-- begin --
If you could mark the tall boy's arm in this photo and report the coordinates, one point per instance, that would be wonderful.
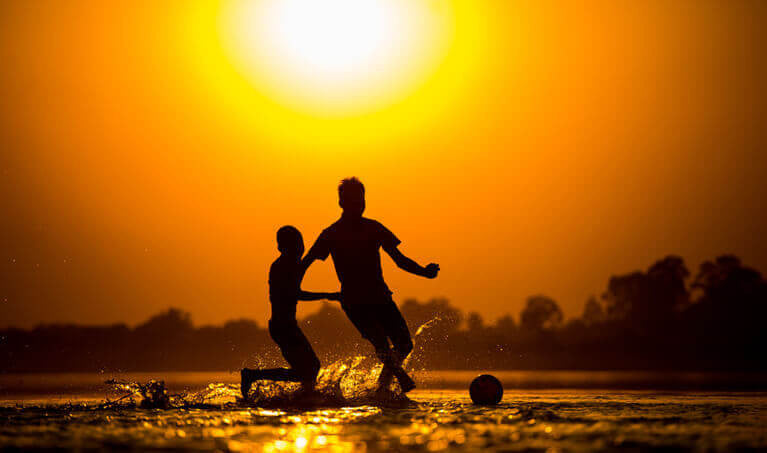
(308, 295)
(408, 265)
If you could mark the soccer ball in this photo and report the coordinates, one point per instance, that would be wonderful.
(486, 389)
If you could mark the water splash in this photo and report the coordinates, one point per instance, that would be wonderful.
(346, 382)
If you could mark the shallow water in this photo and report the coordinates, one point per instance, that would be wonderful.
(433, 420)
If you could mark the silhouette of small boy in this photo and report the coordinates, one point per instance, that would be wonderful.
(285, 291)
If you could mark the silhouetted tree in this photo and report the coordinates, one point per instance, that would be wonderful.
(541, 313)
(647, 300)
(475, 323)
(505, 324)
(592, 312)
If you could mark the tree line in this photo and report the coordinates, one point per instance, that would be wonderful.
(660, 318)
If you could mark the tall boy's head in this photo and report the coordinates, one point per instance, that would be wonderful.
(289, 241)
(351, 197)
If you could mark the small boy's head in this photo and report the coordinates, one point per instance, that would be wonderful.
(351, 196)
(290, 241)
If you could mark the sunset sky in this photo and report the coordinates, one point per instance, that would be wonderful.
(150, 150)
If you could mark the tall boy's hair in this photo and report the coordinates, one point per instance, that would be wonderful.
(351, 187)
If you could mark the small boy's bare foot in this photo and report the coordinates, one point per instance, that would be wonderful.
(406, 383)
(246, 382)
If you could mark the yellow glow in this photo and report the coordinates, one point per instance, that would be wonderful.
(336, 56)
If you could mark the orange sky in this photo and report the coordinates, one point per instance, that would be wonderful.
(547, 146)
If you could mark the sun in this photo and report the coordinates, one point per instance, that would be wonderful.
(336, 56)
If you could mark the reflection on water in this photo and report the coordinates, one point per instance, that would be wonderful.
(432, 421)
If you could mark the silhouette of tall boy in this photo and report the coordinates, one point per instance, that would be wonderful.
(354, 242)
(284, 293)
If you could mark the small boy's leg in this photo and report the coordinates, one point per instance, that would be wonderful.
(246, 382)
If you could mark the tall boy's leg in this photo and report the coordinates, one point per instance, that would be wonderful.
(396, 329)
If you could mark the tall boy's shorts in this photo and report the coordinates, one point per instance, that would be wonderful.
(378, 321)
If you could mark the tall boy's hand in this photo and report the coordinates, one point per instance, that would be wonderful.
(431, 270)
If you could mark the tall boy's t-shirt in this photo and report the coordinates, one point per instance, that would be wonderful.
(355, 246)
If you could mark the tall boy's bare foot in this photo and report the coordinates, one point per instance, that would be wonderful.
(406, 383)
(389, 372)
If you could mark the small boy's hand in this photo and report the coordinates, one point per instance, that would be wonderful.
(431, 270)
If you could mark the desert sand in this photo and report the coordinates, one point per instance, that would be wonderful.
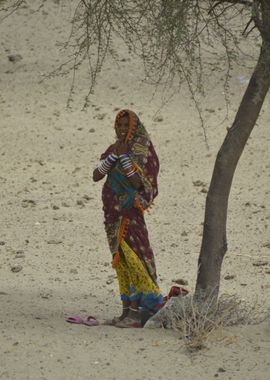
-- end --
## Direction
Return every line from the items above that contains the word "head".

## Output of the exercise
If you could mark the tall boy's head in this photo and report the coordinates, one point per instance, that would be wonderful.
If you could mark the small boy's head in this photo and report the coordinates, one point per instance, that would be wonderful.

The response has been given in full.